To do: I would like you to transcribe all of the data exactly.

Start of Block

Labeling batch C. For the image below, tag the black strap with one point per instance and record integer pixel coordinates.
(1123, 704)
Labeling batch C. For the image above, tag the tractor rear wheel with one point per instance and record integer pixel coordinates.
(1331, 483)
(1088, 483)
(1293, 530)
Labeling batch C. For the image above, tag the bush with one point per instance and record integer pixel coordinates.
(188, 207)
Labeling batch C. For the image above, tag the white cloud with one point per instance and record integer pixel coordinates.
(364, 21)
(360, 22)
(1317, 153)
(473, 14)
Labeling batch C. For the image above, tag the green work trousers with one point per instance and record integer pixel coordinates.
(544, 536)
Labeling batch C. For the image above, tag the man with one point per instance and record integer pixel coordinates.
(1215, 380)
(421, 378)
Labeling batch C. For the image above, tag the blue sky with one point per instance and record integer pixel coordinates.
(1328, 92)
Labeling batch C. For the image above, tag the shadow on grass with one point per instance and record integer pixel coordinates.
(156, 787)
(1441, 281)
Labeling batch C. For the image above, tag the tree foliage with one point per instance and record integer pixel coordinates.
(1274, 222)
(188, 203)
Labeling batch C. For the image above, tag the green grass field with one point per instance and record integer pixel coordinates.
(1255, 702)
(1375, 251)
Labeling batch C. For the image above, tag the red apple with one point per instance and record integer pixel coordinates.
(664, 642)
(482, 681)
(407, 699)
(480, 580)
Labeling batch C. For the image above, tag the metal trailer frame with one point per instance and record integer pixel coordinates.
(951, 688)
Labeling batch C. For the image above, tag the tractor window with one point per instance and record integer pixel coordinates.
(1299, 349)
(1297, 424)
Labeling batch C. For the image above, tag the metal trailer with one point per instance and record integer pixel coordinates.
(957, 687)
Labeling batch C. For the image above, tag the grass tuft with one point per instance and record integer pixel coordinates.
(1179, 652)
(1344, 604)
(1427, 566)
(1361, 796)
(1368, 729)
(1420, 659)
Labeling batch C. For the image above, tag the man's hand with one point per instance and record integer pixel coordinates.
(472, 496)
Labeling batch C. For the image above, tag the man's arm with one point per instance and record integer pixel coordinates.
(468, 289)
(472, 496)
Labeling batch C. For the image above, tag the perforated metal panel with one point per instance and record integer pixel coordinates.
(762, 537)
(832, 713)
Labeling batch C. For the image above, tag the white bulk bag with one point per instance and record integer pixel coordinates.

End of Block

Your solution:
Labeling batch C. For the image below, tag the black strap with one point per instance and record integer pixel coordinates.
(1123, 704)
Labeling batch C. For the image above, tag the tractor rear wheel with one point per instance and record integer pixel coordinates.
(1331, 483)
(1088, 483)
(1293, 530)
Labeling batch C. For the image above, tag the bush with one point per instance and record integer pixel coordinates.
(188, 207)
Labeling batch C. For the image above, tag the white cloud with one point per instance and record integer pixel coordinates.
(364, 21)
(360, 22)
(1317, 153)
(473, 14)
Labeling batch C. For the image above, tag the green work trousers with one point per instance and record integer pixel coordinates.
(544, 536)
Labeling batch C. For the image above, tag the man with one point per instance and record integer pixel coordinates.
(1215, 380)
(421, 378)
Labeling batch C. For the image above, tag the blue sky with one point per instance and record integer pixel coordinates.
(1328, 92)
Labeling batch C. For the image above, tag the shadow on grass with one point per instance and record integer pixel coordinates.
(156, 787)
(1441, 281)
Labeling batch C. For the image above, tag the tree foliage with one point per instance and record integer pixel coordinates.
(1274, 222)
(188, 203)
Labeling batch C. For the image above, tag the green grass field with one point per instance and record integer pixel coordinates.
(1255, 702)
(1375, 251)
Labeling batch C. For the image above, tag the red apple with one point per instance and record integer pixel coordinates.
(664, 642)
(482, 681)
(407, 699)
(480, 580)
Labeling batch C. For the image above, tag the metal trailer frame with one point per instance and record integer pixel coordinates.
(951, 688)
Labeling batch C. For the image above, tag the tractor window with one point per instance and record integer pixel coordinates.
(1299, 349)
(1297, 424)
Labeling batch C. For the image above, tag the metal trailer with one point per instance and record integer pixel coordinates.
(957, 687)
Labeling batch C. For the image above, tag the grass tuft with one point per instance and record integer pixel coordinates.
(1179, 652)
(1344, 604)
(1427, 566)
(1361, 796)
(1368, 729)
(1420, 659)
Labeling batch C. For the image above, tag the man's hand with one point per instance and record integer pixel coordinates.
(472, 496)
Labeling batch C. For the image above, tag the man's arm with one point per instance and record integer pixel coordinates.
(468, 289)
(472, 496)
Labeling batch C. For the image above, tag the perforated metal panel with one point per instance and record integer pixel coordinates.
(762, 537)
(832, 713)
Labeling batch C. For the image above, tag the white bulk bag with one point per instance and record integer pixel coordinates.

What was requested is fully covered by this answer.